§ **EXERCISE SET**:
[1] In the adoption post, list the kinds of prenatal exposure named in the question that begins "have any other adoptive moms or pre-adoptive moms struggled".
[2] Print the part of the adoption post starting at "Rather than asking" and ending at "the mother’s pregnancy.".

§ **SOURCE TEXT**:
────
My husband and I are hoping to adopt an infant through open adoption. We have been in the “waiting pool” for about a year. My question is: have any other adoptive moms or pre-adoptive moms struggled with the issue of accepting prenatal exposure to drugs, tobacco, alcohol, medications? On our screening form we listed the level of exposure to substances that we are open to in a birthmom, but we were relatively conservative in our choices (that is, no exposure to hard drugs, up to moderate cannabis and cigarettes, up to mild drinking, that kind of thing). I’m worried that we’re being too conservative in this way and therefore limiting ourselves, as at our agency, birthmoms whose prenatal substance use doesn’t match our choices do not see our profile. This policy is to prevent disappointment in a birthmom who might choose an adoptive family only to find that they aren’t open to her level of substance use. I’m curious about the experiences of birthmoms and adoptive moms in this realm. What level of use of tobacco, cannabis, alcohol or other drugs is very risky for the health of the baby? What level is less risky?
Have any other adoptive parents struggled with the issue of accepting prenatal exposure to drugs, tobacco, alcohol, medications?
– July 2, 2012Posted in: Community Wisdom
I would say all levels are very risky for the baby, but that doesn’t seem to stop people from putting their children at risk in utero (or after birth for that matter).
Rather than asking what behaviors you are “ok” with, the real question you should ask yourself is what level of disability you are prepared to care for in the event that the child suffers the effects of abuse during the mother’s pregnancy.
I was born to a meth addict who had used throughout her entire pregnancy and spent the first three months of my premature life in the NICU going through withdrawal. That is pretty close to a worst case scenario and yet I turned out (relatively) fine developmentally.
I know of a woman who had one night of drinking early on in her pregnancy and delivered a baby with FAS.
There are absolutely no guarantees when harmful substances are used during pregnancy – to any degree. But it takes a special set of skills to care for a child with a severe disability and IMO if you say that you are “ok” with a woman using harmful substances and her child is born with a disability you have a moral obligation to that child (I recognize this is a blanket generalization and every situation is different but overall, I believe it is wrong for someone to pursue an adoption and then change their mind because a child is born with a disability that could not have been earlier detected). I have the unique experience of having gone through a failed adoption in elementary school, and while I do not have a developmental disability, I do have other traumas and deficiencies that led to severe behavioral problems as a child and my adoptive parents were entirely uninformed about the kind of care that I needed. Had they been aware of these issues before I was placed with them they may have sought the resources they needed for it to be a successful placement or they may have decided they were not the right family to parent me, either way they would have been informed. It is something I think you would have to research extensively in order to know the most prevalent affects that various substances could have on the child and then make an informed decision knowing your own skill set and capabilities.
────
§ **RECORDS SUPPLIED**:
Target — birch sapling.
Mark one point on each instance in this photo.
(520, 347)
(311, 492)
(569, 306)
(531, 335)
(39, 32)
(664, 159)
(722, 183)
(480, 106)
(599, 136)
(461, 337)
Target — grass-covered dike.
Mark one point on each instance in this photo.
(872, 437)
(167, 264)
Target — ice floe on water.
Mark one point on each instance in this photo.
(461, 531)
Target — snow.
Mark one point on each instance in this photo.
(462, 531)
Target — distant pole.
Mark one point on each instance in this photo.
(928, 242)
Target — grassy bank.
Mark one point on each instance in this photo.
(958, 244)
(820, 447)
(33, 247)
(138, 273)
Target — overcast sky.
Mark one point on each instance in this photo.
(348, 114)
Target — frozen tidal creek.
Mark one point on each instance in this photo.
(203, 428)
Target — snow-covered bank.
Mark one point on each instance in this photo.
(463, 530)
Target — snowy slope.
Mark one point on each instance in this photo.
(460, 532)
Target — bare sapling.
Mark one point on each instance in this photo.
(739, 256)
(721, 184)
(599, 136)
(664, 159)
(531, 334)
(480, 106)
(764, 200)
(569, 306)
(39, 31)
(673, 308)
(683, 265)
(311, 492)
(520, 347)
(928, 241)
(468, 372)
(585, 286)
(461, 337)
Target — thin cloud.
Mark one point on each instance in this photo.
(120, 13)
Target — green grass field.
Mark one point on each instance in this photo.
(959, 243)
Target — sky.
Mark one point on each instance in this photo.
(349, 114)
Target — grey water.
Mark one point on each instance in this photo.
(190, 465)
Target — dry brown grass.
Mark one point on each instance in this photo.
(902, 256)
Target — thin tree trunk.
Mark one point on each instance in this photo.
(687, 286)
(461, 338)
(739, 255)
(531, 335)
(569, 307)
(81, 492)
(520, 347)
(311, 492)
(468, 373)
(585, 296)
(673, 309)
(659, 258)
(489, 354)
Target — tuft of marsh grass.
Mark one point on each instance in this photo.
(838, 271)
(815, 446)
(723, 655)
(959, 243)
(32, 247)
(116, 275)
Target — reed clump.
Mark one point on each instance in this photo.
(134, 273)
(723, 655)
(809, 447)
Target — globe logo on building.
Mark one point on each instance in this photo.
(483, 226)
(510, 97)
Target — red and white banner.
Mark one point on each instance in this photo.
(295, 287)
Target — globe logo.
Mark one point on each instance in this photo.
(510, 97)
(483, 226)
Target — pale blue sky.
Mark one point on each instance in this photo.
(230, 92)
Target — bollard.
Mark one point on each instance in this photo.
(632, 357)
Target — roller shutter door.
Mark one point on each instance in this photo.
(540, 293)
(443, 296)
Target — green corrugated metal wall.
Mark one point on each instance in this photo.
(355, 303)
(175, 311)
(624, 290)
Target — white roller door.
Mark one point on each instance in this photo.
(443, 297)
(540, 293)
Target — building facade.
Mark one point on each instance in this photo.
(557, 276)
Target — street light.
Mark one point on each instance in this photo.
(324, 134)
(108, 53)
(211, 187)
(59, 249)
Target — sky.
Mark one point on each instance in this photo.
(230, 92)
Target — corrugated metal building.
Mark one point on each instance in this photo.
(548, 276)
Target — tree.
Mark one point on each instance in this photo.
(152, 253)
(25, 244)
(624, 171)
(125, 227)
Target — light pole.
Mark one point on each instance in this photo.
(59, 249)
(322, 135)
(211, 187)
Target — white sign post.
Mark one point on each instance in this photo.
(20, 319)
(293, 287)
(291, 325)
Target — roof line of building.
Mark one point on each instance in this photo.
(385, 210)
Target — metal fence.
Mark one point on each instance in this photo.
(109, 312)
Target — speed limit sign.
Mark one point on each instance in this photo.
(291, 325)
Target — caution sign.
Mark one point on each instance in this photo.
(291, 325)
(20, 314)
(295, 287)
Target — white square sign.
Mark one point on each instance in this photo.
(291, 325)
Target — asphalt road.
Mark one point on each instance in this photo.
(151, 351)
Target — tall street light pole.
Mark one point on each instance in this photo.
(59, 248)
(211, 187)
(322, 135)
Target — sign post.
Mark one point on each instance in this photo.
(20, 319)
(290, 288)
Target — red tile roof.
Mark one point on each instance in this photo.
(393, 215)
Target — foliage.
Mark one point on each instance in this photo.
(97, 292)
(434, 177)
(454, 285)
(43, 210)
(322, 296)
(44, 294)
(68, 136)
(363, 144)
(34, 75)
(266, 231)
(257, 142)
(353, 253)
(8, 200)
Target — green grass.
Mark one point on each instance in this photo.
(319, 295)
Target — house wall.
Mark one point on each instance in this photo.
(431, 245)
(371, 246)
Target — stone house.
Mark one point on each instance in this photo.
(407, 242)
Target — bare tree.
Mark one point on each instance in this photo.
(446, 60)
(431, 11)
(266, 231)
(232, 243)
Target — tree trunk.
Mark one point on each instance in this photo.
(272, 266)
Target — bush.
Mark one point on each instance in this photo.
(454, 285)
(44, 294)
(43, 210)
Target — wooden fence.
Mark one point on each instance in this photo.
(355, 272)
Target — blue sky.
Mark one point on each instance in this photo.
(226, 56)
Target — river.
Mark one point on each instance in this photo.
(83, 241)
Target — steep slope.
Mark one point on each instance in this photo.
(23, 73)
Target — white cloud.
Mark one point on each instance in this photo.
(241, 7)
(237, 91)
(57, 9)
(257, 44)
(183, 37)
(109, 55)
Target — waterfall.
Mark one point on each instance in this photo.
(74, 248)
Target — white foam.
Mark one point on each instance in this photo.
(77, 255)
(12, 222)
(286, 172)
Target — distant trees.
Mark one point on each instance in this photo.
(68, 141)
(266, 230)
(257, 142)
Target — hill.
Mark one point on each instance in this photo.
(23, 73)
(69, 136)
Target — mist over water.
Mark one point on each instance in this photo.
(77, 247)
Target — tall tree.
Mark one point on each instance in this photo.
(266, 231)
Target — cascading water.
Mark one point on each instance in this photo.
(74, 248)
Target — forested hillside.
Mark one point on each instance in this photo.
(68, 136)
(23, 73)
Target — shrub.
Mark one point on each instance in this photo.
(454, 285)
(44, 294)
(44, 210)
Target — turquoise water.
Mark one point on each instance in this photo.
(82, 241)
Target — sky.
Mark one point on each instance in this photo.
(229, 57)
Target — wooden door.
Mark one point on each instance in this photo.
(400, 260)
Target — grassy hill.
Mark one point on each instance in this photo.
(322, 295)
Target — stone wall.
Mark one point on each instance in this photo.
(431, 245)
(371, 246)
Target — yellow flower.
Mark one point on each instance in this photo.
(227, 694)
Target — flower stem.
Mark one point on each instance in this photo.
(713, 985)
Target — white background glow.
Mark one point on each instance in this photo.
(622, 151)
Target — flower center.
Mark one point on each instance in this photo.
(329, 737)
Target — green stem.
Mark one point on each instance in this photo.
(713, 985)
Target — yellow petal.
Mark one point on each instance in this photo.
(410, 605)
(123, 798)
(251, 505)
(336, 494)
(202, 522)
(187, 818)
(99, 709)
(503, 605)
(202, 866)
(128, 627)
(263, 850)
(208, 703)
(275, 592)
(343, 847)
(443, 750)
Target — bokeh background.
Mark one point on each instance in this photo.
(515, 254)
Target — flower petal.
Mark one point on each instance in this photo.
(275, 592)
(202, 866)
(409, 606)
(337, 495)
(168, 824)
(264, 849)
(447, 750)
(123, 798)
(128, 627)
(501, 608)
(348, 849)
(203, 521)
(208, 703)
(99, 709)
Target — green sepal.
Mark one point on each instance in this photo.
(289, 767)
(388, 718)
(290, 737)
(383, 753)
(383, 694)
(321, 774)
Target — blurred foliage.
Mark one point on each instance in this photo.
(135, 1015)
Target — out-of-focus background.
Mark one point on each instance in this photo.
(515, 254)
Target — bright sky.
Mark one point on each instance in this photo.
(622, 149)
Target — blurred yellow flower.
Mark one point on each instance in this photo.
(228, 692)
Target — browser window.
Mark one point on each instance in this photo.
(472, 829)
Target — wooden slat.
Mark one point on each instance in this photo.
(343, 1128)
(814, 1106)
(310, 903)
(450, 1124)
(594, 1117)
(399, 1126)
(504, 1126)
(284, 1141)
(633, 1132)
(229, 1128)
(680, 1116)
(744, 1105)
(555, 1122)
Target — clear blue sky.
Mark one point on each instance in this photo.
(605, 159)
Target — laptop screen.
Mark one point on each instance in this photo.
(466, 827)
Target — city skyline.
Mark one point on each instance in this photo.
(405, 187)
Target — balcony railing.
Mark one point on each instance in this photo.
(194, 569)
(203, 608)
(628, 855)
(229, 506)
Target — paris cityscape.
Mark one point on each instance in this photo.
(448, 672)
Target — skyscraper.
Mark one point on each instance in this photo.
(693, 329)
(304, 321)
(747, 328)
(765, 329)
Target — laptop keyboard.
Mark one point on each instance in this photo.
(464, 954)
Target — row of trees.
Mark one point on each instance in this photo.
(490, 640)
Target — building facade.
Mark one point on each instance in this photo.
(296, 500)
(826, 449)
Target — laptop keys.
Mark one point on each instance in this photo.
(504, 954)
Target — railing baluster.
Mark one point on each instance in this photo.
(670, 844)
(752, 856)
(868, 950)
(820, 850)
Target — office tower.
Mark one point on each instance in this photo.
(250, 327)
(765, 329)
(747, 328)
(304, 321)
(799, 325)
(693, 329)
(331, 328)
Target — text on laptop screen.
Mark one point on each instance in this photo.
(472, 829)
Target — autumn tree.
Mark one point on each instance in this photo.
────
§ **SOLUTIONS PER TASK**:
[1] drugs, tobacco, alcohol, medications

[2]
Rather than asking what behaviors you are “ok” with, the real question you should ask yourself is what level of disability you are prepared to care for in the event that the child suffers the effects of abuse during the mother’s pregnancy.